>> Begin
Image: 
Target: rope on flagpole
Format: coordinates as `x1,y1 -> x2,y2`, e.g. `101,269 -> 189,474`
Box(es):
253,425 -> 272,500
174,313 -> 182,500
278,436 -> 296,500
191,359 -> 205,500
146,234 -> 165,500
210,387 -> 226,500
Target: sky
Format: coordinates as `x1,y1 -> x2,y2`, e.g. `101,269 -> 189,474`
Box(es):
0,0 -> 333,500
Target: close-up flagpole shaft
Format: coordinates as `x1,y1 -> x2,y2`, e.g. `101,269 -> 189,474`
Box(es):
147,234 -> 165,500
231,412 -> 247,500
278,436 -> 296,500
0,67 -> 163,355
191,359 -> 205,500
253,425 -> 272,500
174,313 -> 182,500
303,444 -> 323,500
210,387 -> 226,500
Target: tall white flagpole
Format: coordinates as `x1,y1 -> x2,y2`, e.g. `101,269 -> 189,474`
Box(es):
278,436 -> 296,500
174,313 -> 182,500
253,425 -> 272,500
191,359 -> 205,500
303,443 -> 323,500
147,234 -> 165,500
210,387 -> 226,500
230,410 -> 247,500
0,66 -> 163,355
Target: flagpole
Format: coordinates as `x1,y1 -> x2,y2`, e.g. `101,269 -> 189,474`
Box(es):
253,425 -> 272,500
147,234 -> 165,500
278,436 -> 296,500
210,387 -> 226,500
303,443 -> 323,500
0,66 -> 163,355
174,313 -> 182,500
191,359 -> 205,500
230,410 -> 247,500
>> End
Copy all of the rows above, character for character, with no changes.

Image: 
Target: rope on flagpole
Format: coordinates as `x1,y1 -> x2,y2`, e.g. `101,269 -> 189,474`
Box(es):
253,425 -> 272,500
174,313 -> 182,500
278,436 -> 296,500
191,359 -> 205,500
146,234 -> 165,500
210,387 -> 226,500
Target: sky
Format: coordinates as `x1,y1 -> x2,y2`, e.g. `101,269 -> 189,474`
Box(es):
0,0 -> 333,500
Target: close-up flagpole shaft
Format: coordinates as `x1,y1 -> x2,y2`, e.g. `101,269 -> 189,474`
Box(es):
147,234 -> 165,500
231,412 -> 247,500
278,436 -> 296,500
0,67 -> 163,355
191,359 -> 205,500
253,425 -> 272,500
174,313 -> 182,500
303,444 -> 323,500
210,387 -> 226,500
Target: tall white flagpole
Format: coordinates as `x1,y1 -> x2,y2`, e.g. `101,269 -> 189,474`
Box(es):
278,436 -> 296,500
174,313 -> 182,500
253,425 -> 272,500
191,359 -> 205,500
303,443 -> 323,500
147,234 -> 165,500
210,387 -> 226,500
230,410 -> 247,500
0,66 -> 163,355
Target: flagpole
Format: coordinates as `x1,y1 -> x2,y2`, e.g. `101,269 -> 189,474`
Box(es):
253,425 -> 272,500
147,234 -> 165,500
278,436 -> 296,500
210,387 -> 226,500
303,443 -> 323,500
0,66 -> 163,355
174,313 -> 182,500
191,359 -> 205,500
230,410 -> 247,500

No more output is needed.